• _Excerpt to read_:
<<<<
Authors: Benjamin Hindson and William Sired, Brokers for Aon’s Digital Economy Practice.
Most micromobility operators will be laser focused on the unit price economics of their operation – or the cost per customer trip that any platform facilitates. A large slice of that cost stems from insurance for both the general liability cover needed to protect the platform itself from claims such as negligence and third-party damage, but also protection – where it’s required by the regulators – for rider liability.
For platforms, those insurance costs can be a barrier to much needed growth. In London, for example, where micromobility providers participating in the ongoing rental e-scooter trials are obliged to provide rider liability cover, it can be more expensive for someone to travel using an e-scooter than it is to take a comparable trip by bus or tube. The majority of that cost is driven by insurance, so if a business can reduce its insurance cost, then it can lower the cost per trip and make its service accessible to more people; driving up market share, revenues, and ultimately delivering better profitability for the platform.
Scaling up to lower insurance unit costs
One of the obvious ways to lower insurance unit cost is to scale up an operation.
In the UK, micromobility platforms participating in the e-scooter trials must carry unlimited third-party motor liability. Depending on the local municipalities, they also may be required to buy other insurance to protect their customers, such as personal accident cover. Others, in order to differentiate themselves in this competitive market, may also buy products beyond the mandated minimum covers.
>>>>
• _Problem requirements_: Pick up the article on micromobility insurance costs after its last sentence and carry it forward in the same technical voice.

• _Record list_:
<<<<
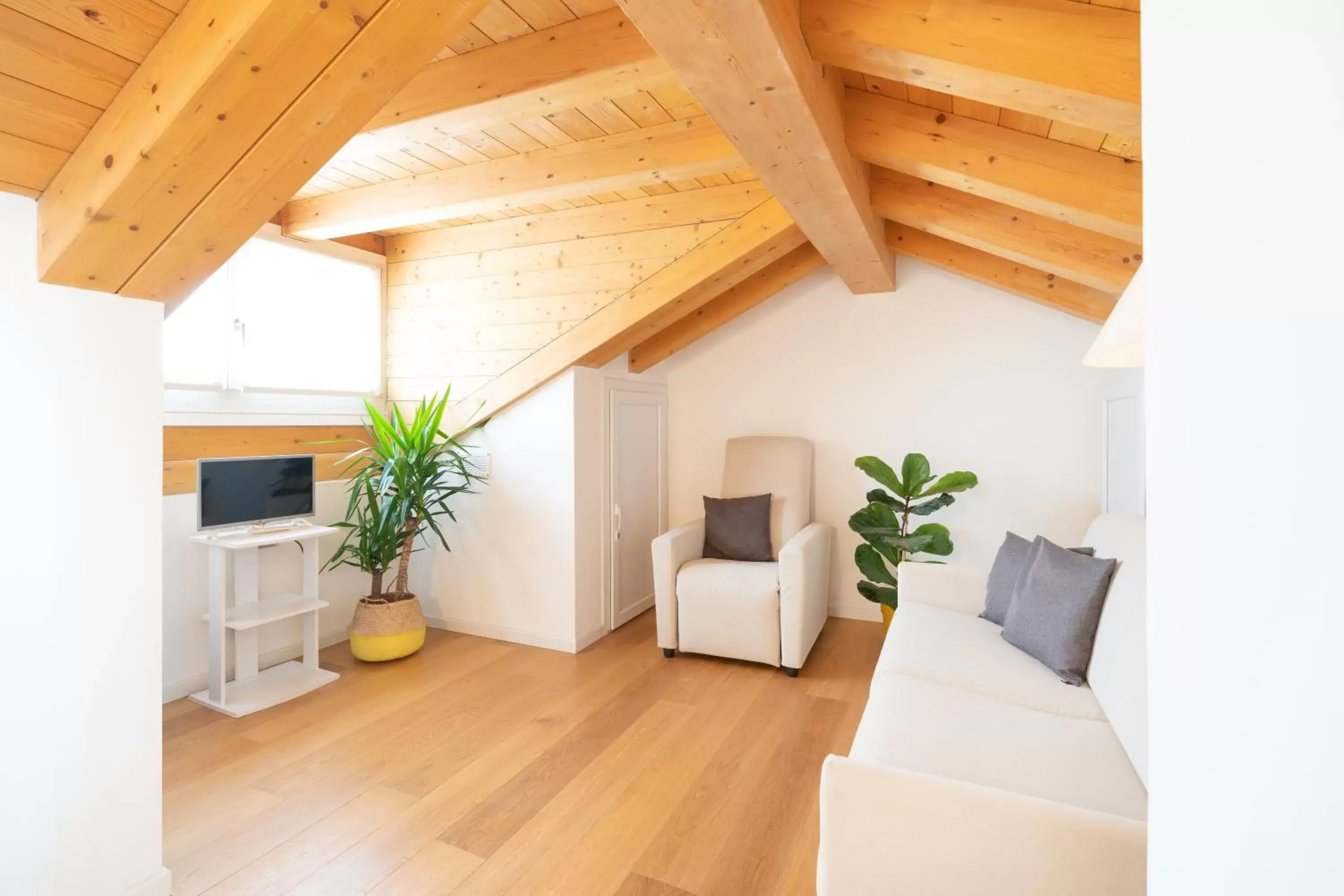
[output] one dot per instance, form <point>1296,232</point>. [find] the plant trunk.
<point>405,569</point>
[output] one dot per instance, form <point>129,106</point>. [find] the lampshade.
<point>1121,339</point>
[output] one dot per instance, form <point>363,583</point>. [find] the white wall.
<point>80,672</point>
<point>511,571</point>
<point>1245,320</point>
<point>971,377</point>
<point>187,591</point>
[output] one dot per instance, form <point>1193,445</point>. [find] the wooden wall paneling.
<point>1085,189</point>
<point>29,164</point>
<point>43,116</point>
<point>663,152</point>
<point>1065,61</point>
<point>50,58</point>
<point>129,29</point>
<point>726,307</point>
<point>717,203</point>
<point>569,65</point>
<point>228,117</point>
<point>1084,256</point>
<point>722,261</point>
<point>1038,285</point>
<point>746,62</point>
<point>576,253</point>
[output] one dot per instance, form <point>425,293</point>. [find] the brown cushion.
<point>738,528</point>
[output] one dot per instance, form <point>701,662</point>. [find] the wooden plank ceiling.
<point>566,181</point>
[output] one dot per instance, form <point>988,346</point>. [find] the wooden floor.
<point>486,767</point>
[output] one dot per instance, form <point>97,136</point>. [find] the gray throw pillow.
<point>1012,560</point>
<point>738,528</point>
<point>1057,607</point>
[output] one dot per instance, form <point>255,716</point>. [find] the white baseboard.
<point>504,633</point>
<point>592,637</point>
<point>158,884</point>
<point>866,610</point>
<point>183,687</point>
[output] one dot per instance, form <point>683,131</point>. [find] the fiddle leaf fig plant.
<point>885,523</point>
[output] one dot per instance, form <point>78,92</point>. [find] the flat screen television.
<point>241,491</point>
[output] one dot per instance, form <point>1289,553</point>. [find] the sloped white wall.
<point>971,377</point>
<point>80,673</point>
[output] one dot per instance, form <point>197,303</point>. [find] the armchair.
<point>760,612</point>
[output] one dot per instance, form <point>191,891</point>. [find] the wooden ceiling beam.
<point>675,151</point>
<point>726,307</point>
<point>1066,61</point>
<point>746,62</point>
<point>569,65</point>
<point>1029,283</point>
<point>1077,186</point>
<point>1082,256</point>
<point>736,253</point>
<point>232,112</point>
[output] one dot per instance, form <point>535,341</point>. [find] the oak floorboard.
<point>486,767</point>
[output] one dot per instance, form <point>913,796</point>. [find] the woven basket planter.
<point>386,630</point>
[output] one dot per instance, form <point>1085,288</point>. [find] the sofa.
<point>975,770</point>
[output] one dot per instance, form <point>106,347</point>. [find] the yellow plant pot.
<point>382,632</point>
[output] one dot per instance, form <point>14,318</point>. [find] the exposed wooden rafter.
<point>674,151</point>
<point>1038,285</point>
<point>1061,60</point>
<point>733,254</point>
<point>1050,178</point>
<point>745,61</point>
<point>230,113</point>
<point>546,72</point>
<point>1082,256</point>
<point>726,307</point>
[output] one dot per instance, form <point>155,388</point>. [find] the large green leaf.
<point>939,539</point>
<point>873,566</point>
<point>878,469</point>
<point>933,504</point>
<point>877,519</point>
<point>914,472</point>
<point>959,481</point>
<point>878,594</point>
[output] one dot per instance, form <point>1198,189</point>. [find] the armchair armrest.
<point>887,831</point>
<point>671,551</point>
<point>804,591</point>
<point>943,586</point>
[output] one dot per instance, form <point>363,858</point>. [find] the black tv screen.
<point>254,489</point>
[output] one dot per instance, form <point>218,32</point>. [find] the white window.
<point>280,318</point>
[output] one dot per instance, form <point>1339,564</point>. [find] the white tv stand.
<point>253,689</point>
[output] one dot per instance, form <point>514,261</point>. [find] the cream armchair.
<point>760,612</point>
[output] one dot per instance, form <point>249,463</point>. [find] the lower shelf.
<point>267,688</point>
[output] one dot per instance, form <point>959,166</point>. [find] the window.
<point>279,318</point>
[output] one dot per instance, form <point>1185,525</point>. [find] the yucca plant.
<point>885,523</point>
<point>402,480</point>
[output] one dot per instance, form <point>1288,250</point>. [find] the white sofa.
<point>758,612</point>
<point>975,771</point>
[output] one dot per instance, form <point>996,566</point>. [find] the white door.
<point>638,489</point>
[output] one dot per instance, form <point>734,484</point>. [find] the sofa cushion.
<point>729,609</point>
<point>937,730</point>
<point>967,652</point>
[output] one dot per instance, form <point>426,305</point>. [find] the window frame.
<point>194,400</point>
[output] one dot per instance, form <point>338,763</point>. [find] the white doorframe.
<point>613,389</point>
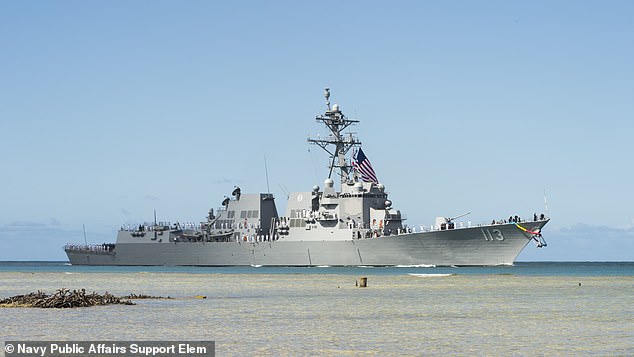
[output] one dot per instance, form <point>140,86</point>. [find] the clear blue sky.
<point>111,109</point>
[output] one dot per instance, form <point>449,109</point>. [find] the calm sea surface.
<point>527,309</point>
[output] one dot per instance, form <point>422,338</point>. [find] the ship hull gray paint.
<point>485,245</point>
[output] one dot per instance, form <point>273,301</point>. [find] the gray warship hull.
<point>475,246</point>
<point>349,225</point>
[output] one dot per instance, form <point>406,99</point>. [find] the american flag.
<point>363,166</point>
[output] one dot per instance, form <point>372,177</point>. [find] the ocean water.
<point>527,309</point>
>>>>
• _Output for this task_:
There is always a minimum premium at the corporate level that an individual platform will pay. Whether the operator is running 20 e-scooters or 20,000, there is still a minimum amount it will have to pay, which will be divided by the overall exposure. By getting more e-scooters on the road, there will be more risk exposure for a platform, but there are economies of scale in having that bigger risk pool. It is one of the reasons why the market is dominated by larger platforms rather than a proliferation of smaller outfits.
Total cost of risk
Aside from scale, an aspiration for most operators, it is vital for businesses to look at their total cost of risk, which will include the general liability cover every platform will need to consider in order to protect their balance sheet, as well as areas like administrating any claims.
It makes little sense to only focus on, for example, trying to save 20% on premium in a challenging insurance market when overall risk costs could be reduced by 30% if claims were managed in a better way.
This is where a proactive approach to risk management could also bring dividends in controlling insurance premium costs in an inflationary period, or even helping to reduce them. Having the right processes and procedures in place means that if there is an issue with an e-bike or e-scooter, a business can show an insurer a key timeline of how it has identified these key risk exposures – such as brake failures – and has taken steps to mitigate them. This approach will make insurance underwriters feel more comfortable about covering the risk and may result in premium savings.
The value of good data
Another way of making underwriters feel more comfortable is to provide them with plenty of the right data. Underwriters love data and the more detailed and granular data (both historical and current) a platform can provide in terms of how many rides have been taken, what time of day, how long they were, and what kind of roads were travelled on, then all the better. A good data sharing agreement with an underwriter that operates, not just when taking out a policy, but throughout the policy period goes a long way to building and maintaining an ongoing relationship. The fewer assumptions an underwriter has to make about a risk, the more likely the premiums charged will accurately reflect the risk exposure being presented and the cover afforded to the platform is tailored to their individual needs.
The level of risk a business is willing to accept in terms of the retention – or excess or deductible – on its insurance policy is also important from an underwriter’s perspective. If the micromobility platform is willing to take higher retentions, it shows they are comfortable with their own product, business and exposure. It can be a good way of saving money in terms of premium, but any savings generated from transferring less risk should also be factored into the operator’s total cost of risk given the insured will contribute proportionally more on claim settlements.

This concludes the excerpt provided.